>> begin Rows
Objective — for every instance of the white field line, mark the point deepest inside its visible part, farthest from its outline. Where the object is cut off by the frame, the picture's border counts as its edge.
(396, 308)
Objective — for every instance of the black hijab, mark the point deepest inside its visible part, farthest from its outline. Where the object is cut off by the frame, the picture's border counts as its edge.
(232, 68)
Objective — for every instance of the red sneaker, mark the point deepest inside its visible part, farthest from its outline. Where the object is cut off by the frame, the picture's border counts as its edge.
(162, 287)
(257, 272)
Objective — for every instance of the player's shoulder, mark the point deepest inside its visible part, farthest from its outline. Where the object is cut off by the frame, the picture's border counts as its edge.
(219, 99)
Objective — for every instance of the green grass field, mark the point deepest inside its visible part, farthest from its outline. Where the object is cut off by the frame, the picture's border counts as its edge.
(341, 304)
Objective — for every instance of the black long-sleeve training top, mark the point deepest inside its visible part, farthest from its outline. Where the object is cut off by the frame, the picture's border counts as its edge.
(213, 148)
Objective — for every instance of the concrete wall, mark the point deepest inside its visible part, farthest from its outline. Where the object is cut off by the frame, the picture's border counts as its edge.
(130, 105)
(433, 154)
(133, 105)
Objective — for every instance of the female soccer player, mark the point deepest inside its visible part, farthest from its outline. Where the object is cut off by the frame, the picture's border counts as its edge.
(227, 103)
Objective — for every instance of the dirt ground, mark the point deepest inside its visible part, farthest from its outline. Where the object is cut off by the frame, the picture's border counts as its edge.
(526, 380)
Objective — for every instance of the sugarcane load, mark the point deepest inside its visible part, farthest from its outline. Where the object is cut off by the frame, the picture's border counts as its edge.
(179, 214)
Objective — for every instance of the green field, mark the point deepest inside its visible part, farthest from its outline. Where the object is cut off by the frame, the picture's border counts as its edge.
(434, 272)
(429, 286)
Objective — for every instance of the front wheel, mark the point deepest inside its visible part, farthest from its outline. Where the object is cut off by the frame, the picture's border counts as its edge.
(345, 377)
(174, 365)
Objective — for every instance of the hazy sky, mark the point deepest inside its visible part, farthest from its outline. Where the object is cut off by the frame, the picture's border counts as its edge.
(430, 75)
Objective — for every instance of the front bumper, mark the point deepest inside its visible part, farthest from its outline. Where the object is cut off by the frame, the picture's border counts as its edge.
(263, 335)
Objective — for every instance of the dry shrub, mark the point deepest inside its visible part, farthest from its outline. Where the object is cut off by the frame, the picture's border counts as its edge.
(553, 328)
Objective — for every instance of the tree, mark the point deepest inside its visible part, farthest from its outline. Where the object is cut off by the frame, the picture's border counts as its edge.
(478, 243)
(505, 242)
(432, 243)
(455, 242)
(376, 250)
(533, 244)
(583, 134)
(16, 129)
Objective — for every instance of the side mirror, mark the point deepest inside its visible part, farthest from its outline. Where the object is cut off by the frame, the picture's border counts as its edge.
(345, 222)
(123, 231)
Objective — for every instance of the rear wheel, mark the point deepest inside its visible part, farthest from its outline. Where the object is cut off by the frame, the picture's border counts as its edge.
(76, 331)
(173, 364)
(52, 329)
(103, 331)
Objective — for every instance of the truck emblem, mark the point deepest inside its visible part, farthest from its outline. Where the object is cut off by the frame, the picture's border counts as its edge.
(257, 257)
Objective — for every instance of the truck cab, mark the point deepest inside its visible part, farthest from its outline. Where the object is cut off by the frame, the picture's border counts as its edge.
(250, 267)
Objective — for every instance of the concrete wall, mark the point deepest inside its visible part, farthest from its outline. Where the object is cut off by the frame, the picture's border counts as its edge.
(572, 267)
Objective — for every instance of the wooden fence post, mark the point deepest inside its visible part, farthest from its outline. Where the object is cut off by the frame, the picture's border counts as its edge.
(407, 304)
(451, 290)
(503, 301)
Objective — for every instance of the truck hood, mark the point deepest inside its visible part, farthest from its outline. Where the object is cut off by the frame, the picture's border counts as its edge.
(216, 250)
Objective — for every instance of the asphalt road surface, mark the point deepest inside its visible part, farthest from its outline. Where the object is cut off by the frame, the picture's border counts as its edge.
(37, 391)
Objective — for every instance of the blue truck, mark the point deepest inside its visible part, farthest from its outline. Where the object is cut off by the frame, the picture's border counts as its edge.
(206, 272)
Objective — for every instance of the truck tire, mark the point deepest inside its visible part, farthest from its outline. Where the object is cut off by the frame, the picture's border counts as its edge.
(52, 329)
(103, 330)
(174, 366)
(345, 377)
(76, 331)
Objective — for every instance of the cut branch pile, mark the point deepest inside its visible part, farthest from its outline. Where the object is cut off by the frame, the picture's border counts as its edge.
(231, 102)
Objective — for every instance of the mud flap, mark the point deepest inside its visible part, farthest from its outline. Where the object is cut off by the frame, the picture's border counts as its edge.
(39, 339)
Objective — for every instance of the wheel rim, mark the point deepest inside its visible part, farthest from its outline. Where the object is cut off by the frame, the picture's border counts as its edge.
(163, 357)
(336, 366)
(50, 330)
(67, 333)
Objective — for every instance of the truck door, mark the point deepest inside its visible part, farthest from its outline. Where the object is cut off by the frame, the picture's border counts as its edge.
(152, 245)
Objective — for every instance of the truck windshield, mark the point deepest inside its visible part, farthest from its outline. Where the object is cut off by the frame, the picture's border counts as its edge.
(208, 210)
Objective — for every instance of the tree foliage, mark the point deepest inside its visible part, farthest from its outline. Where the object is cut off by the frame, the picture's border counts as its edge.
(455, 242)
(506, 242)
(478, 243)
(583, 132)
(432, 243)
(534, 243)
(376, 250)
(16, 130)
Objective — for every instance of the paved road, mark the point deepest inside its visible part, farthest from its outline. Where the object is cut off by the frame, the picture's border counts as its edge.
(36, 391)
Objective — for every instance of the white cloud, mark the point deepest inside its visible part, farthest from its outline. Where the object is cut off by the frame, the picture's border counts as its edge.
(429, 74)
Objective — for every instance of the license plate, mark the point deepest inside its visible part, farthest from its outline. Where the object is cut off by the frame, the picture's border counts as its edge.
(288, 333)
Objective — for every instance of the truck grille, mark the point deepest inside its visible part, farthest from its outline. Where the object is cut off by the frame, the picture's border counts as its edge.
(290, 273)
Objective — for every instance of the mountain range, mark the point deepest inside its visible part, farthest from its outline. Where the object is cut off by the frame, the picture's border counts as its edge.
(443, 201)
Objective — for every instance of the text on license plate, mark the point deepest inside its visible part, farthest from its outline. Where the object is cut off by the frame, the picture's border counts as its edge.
>> end Rows
Quote the line that contains "Objective — for every instance of the tree foliage, mark" and each line after it through the end of the data, exactly, leaving out everything else.

> **Result for this exercise**:
Objective — for every instance of the tree foliage, mark the point deepest inside its visible part, farthest from its outline. Where the object is cut off by the frame, the picture's border counts as its edge.
(455, 242)
(506, 242)
(478, 243)
(583, 132)
(432, 243)
(534, 243)
(376, 250)
(16, 130)
Objective — for every instance of the paved road, mark the point deepest inside its visible part, farthest from its outline. Where the object is cut off by the frame, the picture's border counts as its edge.
(36, 391)
Objective — for every instance of the white cloud, mark the point deepest inside its visible part, farthest from its outline. Where the object is cut off by the frame, the picture's border counts as its edge.
(429, 74)
Objective — for every instance of the license plate, mark the point deepest inside its visible part, farthest from its outline. Where the object is cut off by the frame, the picture's border counts as its edge.
(288, 333)
Objective — for every instance of the truck grille, mark the point deepest inside its visible part, farthest from its outline. Where the object is cut off by the frame, the picture's border counts as its edge.
(290, 273)
Objective — for every instance of the mountain range, mark the point deepest inside its visible part, farthest from its outline. Where the object is cut off by the frame, the picture's border counts as its edge.
(443, 201)
Objective — for every instance of the text on license plate, mark the point deepest inside its visible part, farthest from its outline. Where the object is cut off by the frame, the picture's border counts as its edge.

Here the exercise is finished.